• _MATERIAL SUPPLIED_

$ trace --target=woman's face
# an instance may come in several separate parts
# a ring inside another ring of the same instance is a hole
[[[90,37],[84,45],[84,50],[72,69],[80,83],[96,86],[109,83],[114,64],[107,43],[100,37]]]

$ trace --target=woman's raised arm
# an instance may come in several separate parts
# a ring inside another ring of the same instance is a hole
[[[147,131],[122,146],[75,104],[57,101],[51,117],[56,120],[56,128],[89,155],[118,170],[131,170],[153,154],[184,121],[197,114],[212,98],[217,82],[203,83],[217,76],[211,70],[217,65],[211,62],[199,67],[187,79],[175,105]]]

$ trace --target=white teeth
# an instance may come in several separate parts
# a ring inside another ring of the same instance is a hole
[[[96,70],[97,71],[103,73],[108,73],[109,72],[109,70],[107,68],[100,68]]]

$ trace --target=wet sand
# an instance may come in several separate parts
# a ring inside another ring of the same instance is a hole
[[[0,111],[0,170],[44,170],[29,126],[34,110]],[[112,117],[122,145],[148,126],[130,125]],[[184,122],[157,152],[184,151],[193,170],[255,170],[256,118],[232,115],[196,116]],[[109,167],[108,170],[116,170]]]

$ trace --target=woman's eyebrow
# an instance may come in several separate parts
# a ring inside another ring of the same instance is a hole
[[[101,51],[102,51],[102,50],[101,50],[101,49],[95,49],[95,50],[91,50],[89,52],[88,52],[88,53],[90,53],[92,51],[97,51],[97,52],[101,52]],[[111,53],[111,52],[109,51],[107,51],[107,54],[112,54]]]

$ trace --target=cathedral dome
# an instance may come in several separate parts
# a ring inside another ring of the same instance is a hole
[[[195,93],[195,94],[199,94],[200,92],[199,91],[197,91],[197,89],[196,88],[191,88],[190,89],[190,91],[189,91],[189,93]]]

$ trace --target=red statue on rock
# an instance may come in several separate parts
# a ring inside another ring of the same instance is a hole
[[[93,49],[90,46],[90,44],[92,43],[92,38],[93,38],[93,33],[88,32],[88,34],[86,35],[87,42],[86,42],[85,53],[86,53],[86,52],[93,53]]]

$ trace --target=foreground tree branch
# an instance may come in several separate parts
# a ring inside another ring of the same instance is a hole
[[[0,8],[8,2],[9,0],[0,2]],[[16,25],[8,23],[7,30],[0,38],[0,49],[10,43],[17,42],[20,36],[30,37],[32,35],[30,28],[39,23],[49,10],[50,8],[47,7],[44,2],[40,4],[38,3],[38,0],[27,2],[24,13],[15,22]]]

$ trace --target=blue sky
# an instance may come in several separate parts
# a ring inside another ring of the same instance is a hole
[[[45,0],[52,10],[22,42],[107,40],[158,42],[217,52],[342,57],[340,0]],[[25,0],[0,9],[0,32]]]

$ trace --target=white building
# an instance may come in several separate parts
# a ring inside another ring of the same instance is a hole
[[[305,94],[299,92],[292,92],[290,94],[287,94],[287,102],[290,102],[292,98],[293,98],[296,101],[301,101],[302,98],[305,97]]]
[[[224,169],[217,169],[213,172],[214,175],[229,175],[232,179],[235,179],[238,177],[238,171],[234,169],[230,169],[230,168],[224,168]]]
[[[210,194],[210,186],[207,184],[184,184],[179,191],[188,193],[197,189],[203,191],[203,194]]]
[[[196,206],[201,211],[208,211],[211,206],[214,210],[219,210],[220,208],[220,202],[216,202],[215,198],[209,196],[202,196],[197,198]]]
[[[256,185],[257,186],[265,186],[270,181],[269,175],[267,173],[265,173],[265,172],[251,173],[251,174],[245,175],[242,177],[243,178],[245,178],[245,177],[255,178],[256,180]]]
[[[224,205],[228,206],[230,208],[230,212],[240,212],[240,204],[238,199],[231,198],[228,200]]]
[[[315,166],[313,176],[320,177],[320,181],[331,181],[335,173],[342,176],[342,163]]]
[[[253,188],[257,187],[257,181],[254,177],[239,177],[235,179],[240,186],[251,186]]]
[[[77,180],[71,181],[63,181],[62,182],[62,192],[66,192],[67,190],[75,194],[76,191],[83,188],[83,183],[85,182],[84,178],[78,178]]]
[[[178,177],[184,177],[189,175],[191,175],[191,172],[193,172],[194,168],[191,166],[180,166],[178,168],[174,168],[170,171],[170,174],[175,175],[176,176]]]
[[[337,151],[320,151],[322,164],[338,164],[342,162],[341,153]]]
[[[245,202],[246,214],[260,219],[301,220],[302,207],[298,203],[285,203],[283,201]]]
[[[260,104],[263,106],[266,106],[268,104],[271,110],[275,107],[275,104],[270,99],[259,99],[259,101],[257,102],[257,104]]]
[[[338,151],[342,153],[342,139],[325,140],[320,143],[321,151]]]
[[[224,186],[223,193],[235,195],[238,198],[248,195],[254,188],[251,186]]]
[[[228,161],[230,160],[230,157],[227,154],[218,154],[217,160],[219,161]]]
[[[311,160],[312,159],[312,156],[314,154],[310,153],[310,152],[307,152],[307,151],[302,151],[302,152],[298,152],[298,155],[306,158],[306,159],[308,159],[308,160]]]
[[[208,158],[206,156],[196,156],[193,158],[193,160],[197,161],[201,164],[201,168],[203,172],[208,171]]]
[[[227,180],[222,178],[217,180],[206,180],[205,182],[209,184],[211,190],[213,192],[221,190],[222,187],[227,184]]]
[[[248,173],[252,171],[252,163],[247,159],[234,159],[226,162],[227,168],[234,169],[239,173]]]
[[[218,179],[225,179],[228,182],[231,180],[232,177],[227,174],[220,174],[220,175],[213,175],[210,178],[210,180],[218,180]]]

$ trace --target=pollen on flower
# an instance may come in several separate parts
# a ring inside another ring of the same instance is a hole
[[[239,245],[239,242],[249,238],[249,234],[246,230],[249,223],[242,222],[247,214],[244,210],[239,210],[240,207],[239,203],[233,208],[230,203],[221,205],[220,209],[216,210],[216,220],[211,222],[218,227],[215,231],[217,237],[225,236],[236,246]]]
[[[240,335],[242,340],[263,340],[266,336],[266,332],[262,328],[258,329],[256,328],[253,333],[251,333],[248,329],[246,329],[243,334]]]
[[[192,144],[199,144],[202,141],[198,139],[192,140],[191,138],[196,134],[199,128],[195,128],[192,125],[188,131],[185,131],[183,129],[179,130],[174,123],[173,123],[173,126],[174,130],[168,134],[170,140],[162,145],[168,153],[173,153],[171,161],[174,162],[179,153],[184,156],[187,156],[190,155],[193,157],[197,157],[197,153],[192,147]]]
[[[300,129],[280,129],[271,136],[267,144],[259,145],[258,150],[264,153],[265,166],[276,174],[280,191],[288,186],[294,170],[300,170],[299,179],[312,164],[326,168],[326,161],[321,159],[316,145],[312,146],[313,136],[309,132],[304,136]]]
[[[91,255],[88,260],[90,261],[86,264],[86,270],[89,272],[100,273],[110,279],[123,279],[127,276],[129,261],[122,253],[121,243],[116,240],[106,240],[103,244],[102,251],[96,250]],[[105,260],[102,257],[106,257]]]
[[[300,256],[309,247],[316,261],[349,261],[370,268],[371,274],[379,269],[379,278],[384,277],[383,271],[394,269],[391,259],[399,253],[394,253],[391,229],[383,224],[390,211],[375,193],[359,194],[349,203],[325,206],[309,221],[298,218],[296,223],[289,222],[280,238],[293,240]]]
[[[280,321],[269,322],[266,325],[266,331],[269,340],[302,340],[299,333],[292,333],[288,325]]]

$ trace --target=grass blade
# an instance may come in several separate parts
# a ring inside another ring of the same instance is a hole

• _WRITTEN PROBLEM_
Each line of the material above must be retyped precisely.

• _CORRECT RESPONSE_
$ trace --target=woman's face
# an instance may come in several separate parts
# a ring inside another ring of the same instance is a hole
[[[90,37],[84,45],[84,50],[72,69],[80,83],[96,86],[109,83],[114,64],[107,43],[100,37]]]

$ trace --target=woman's raised arm
# an instance may come in several separate parts
# a ring inside another ring of the same instance is a hole
[[[147,131],[122,146],[75,104],[57,101],[51,117],[56,120],[56,128],[89,155],[118,170],[131,170],[153,154],[184,121],[197,114],[212,98],[217,82],[203,83],[217,76],[211,70],[217,65],[211,62],[199,67],[187,79],[175,105]]]

$ trace --target=white teeth
# an instance may come in several separate parts
# a ring inside another ring of the same instance is a hole
[[[96,70],[97,71],[103,73],[108,73],[109,72],[109,70],[107,68],[100,68]]]

$ trace --target=wet sand
# an instance may come in several separate parts
# a ring inside another ring of the same instance is a hole
[[[0,111],[0,170],[44,170],[29,126],[34,110]],[[112,117],[122,145],[148,126],[130,125]],[[184,122],[157,152],[184,151],[193,170],[255,170],[256,118],[232,115],[196,116]],[[109,167],[108,170],[116,170]]]

$ trace --target=woman's eyebrow
# an instance may come in several separate parts
# a ring inside another ring of the same instance is a hole
[[[101,51],[102,51],[102,50],[101,50],[101,49],[95,49],[95,50],[91,50],[89,52],[88,52],[88,53],[90,53],[92,51],[97,51],[97,52],[101,52]],[[111,53],[111,52],[109,51],[107,51],[107,54],[112,54]]]

$ trace --target=cathedral dome
# an instance may come in several separate parts
# a ring inside another ring of the same instance is a hole
[[[195,93],[195,94],[199,94],[200,92],[199,91],[197,91],[197,89],[196,88],[191,88],[190,89],[190,91],[189,91],[189,93]]]

$ trace --target=red statue on rock
# an instance may come in several separate parts
# a ring inside another ring of the same instance is a hole
[[[93,49],[90,46],[90,44],[92,43],[92,38],[93,38],[93,33],[88,32],[88,34],[86,35],[87,42],[86,42],[85,53],[86,53],[86,52],[93,53]]]

$ trace --target=foreground tree branch
# an instance may come in several separate parts
# a ring inside another ring of the same instance is a hole
[[[0,8],[8,2],[9,0],[0,2]],[[16,25],[8,23],[7,30],[0,38],[0,49],[10,43],[17,42],[20,36],[30,37],[32,35],[30,28],[39,23],[49,10],[50,8],[47,7],[44,2],[40,4],[38,3],[38,0],[27,2],[24,13],[15,22]]]

$ trace --target=blue sky
# an instance may come in several separate parts
# a ring inside another ring of the same instance is a hole
[[[45,0],[52,10],[22,42],[107,40],[158,42],[217,52],[342,57],[340,0]],[[25,0],[0,9],[0,32]]]

$ trace --target=white building
# an instance may come in several separate parts
# a ring inside another ring of the same instance is a hole
[[[305,94],[299,92],[292,92],[290,94],[287,94],[287,102],[290,102],[292,98],[293,98],[296,101],[301,101],[302,98],[305,97]]]
[[[224,169],[217,169],[213,172],[214,175],[229,175],[232,179],[235,179],[238,177],[238,171],[234,169],[230,169],[230,168],[224,168]]]
[[[210,194],[210,186],[207,184],[184,184],[179,191],[188,193],[197,189],[203,191],[203,194]]]
[[[196,206],[201,211],[208,211],[211,206],[214,210],[219,210],[220,208],[220,202],[216,202],[215,198],[209,196],[202,196],[197,198]]]
[[[256,185],[257,186],[265,186],[270,181],[269,175],[267,173],[265,173],[265,172],[251,173],[251,174],[245,175],[242,177],[243,178],[245,178],[245,177],[255,178],[256,180]]]
[[[224,205],[228,206],[230,208],[230,212],[240,212],[240,204],[238,199],[231,198],[228,200]]]
[[[315,166],[313,176],[320,177],[320,181],[331,181],[335,173],[342,176],[342,163]]]
[[[253,188],[257,187],[257,181],[254,177],[239,177],[235,179],[240,186],[251,186]]]
[[[77,180],[71,181],[63,181],[62,182],[62,192],[66,192],[67,190],[75,194],[76,191],[83,188],[83,183],[85,182],[84,178],[78,178]]]
[[[178,177],[184,177],[189,175],[191,175],[191,172],[193,172],[194,168],[191,166],[180,166],[178,168],[174,168],[170,171],[170,174],[175,175],[176,176]]]
[[[337,151],[320,151],[322,164],[338,164],[342,162],[341,153]]]
[[[245,202],[246,214],[260,219],[301,220],[302,207],[298,203],[285,203],[283,201]]]
[[[260,104],[263,106],[266,106],[268,104],[271,110],[275,107],[275,104],[270,99],[259,99],[259,101],[257,102],[257,104]]]
[[[338,151],[342,153],[342,139],[325,140],[320,143],[321,151]]]
[[[224,186],[223,193],[235,195],[238,198],[248,195],[254,188],[251,186]]]
[[[228,161],[230,160],[230,157],[227,154],[218,154],[217,160],[219,161]]]
[[[311,160],[312,159],[312,156],[314,154],[310,153],[310,152],[307,152],[307,151],[302,151],[302,152],[298,152],[298,155],[306,158],[306,159],[308,159],[308,160]]]
[[[208,158],[206,156],[196,156],[193,158],[193,160],[197,161],[201,164],[201,168],[203,172],[208,171]]]
[[[227,180],[222,178],[217,180],[206,180],[205,182],[209,184],[211,190],[213,192],[221,190],[222,187],[227,184]]]
[[[248,173],[252,171],[252,163],[247,159],[234,159],[226,162],[227,168],[234,169],[239,173]]]
[[[218,179],[225,179],[228,182],[231,180],[232,177],[227,174],[220,174],[220,175],[213,175],[210,178],[210,180],[218,180]]]

$ trace --target=pollen on flower
# an instance may come in several separate parts
# a ring inside another ring of the same instance is a hole
[[[239,245],[239,242],[249,238],[249,234],[246,230],[249,223],[242,222],[247,214],[244,210],[239,210],[240,207],[239,203],[233,208],[230,203],[221,205],[220,209],[216,210],[216,220],[211,222],[218,227],[215,231],[217,237],[225,236],[236,246]]]
[[[240,335],[242,340],[263,340],[266,336],[266,332],[262,328],[258,329],[256,328],[253,333],[251,333],[248,329],[246,329],[243,334]]]
[[[192,144],[199,144],[202,141],[198,139],[192,140],[191,138],[196,134],[199,128],[195,128],[192,125],[188,131],[185,131],[183,129],[179,130],[174,123],[173,123],[173,126],[174,130],[168,134],[170,140],[162,145],[168,153],[173,153],[171,161],[174,162],[179,153],[184,156],[187,156],[190,155],[193,157],[197,157],[197,153],[192,147]]]
[[[300,129],[280,129],[271,136],[267,144],[259,145],[258,150],[264,153],[265,166],[276,174],[280,191],[288,186],[294,170],[300,170],[299,179],[312,164],[326,168],[326,161],[321,159],[316,145],[312,146],[313,136],[309,132],[304,136]]]
[[[91,255],[88,260],[90,261],[86,264],[86,270],[89,272],[100,273],[110,279],[123,279],[127,276],[129,261],[122,253],[121,243],[116,240],[106,240],[103,244],[102,251],[96,250]],[[105,260],[102,257],[106,257]]]
[[[300,256],[309,247],[316,261],[349,261],[370,268],[371,274],[379,269],[379,278],[384,277],[383,271],[394,269],[391,259],[399,253],[394,253],[391,229],[383,224],[390,211],[375,193],[359,194],[349,203],[325,206],[309,221],[298,218],[296,223],[289,222],[280,238],[293,240]]]
[[[280,321],[269,322],[266,325],[266,331],[269,340],[302,340],[299,333],[292,333],[288,325]]]

$ trace --target=grass blade
# an instance may come in several separate parts
# a ring inside another ring of the same instance is a hole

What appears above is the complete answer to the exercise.